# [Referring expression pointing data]
___

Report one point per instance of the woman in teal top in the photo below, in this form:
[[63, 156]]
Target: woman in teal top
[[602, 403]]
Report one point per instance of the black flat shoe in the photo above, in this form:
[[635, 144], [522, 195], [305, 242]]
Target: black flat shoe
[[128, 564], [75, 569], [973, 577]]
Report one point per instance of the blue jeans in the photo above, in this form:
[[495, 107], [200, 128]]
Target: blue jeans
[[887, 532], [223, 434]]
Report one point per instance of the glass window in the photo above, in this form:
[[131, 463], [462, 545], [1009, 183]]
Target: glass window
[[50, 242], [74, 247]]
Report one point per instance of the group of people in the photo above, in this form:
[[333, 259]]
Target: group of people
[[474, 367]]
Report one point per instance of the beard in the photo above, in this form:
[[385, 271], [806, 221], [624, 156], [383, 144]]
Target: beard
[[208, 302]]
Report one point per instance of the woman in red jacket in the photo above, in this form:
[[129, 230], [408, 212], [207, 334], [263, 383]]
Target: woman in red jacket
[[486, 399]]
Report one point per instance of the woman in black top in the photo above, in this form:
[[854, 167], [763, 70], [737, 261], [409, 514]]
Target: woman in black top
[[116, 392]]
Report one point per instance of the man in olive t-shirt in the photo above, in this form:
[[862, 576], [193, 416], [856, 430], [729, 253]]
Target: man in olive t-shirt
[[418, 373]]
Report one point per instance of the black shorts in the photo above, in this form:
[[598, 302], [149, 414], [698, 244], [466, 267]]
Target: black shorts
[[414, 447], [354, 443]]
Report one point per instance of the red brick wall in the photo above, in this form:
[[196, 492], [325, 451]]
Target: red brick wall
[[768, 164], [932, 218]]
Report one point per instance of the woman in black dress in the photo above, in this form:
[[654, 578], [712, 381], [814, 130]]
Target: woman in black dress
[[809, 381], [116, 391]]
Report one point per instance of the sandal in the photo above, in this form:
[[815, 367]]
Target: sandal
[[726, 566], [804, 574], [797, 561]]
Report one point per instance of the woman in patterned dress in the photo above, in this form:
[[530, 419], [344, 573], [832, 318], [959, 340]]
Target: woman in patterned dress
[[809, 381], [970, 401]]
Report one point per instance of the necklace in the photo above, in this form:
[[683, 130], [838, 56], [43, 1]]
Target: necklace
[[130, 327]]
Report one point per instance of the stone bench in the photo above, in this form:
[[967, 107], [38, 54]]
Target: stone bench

___

# [The problem]
This exercise requires the entries above to be restated exactly.

# [Solution to this problem]
Report one point per instance of the woman in teal top in the photo below, in this form:
[[63, 156]]
Target: woman in teal top
[[602, 403]]
Report one point per instance of the black flat shoe in the photo above, in this form:
[[635, 144], [522, 195], [305, 242]]
Target: black flat shoe
[[128, 564], [75, 569], [973, 577]]
Report one point per instance of the blue jeans in the photo above, in this form:
[[495, 107], [200, 128]]
Target: blue jeans
[[887, 532], [223, 434]]
Report one point per instance of the glass window in the photo above, in this form:
[[131, 463], [462, 545], [1009, 183]]
Target: glass window
[[50, 242], [74, 247]]
Report one point per instance of the group of people in the photo above, in this form:
[[333, 259]]
Target: group of people
[[474, 367]]
Report one point per instance of the beard in the photo above, in this form:
[[385, 271], [806, 221], [624, 156], [383, 144]]
Target: beard
[[208, 302]]
Report one point per instance of the woman in red jacket in the photo above, in this form:
[[129, 230], [408, 212], [207, 334], [263, 383]]
Target: woman in red jacket
[[486, 399]]
Report one point per instance of the woman in black top in the photo above, in this form:
[[854, 167], [763, 70], [737, 261], [409, 514]]
Target: woman in black top
[[116, 392]]
Report one point per instance of the man in olive t-shirt in the photo above, in this form:
[[862, 576], [193, 416], [856, 430], [729, 253]]
Target: man in olive t-shirt
[[418, 373]]
Report one point per instance of the black shorts in the photo above, in this form:
[[598, 302], [149, 414], [698, 244], [466, 267]]
Target: black shorts
[[414, 447], [354, 443]]
Report one point per instance of the red brick wall in the photo above, in this form:
[[196, 492], [325, 451]]
Target: red brick wall
[[768, 164], [932, 218]]
Report one point per instance of the woman in black dress in the photo above, in this form:
[[654, 578], [712, 381], [814, 130]]
Target: woman in black dress
[[809, 381], [116, 391]]
Report one point per instance of the sandal in the photo above, in this form:
[[815, 367]]
Target: sandal
[[726, 566], [804, 574], [797, 561]]
Report one point per instance of the woman in patterned dress in the photo above, in this form:
[[530, 419], [344, 573], [832, 318], [959, 340]]
Target: woman in patterned dress
[[809, 381], [970, 401]]
Report one point per instance of the necklace in the photo above, in this form:
[[683, 130], [838, 56], [43, 1]]
Target: necklace
[[130, 327]]
Report one point per instance of the stone bench in the photo above, in this form:
[[967, 107], [38, 54]]
Target: stone bench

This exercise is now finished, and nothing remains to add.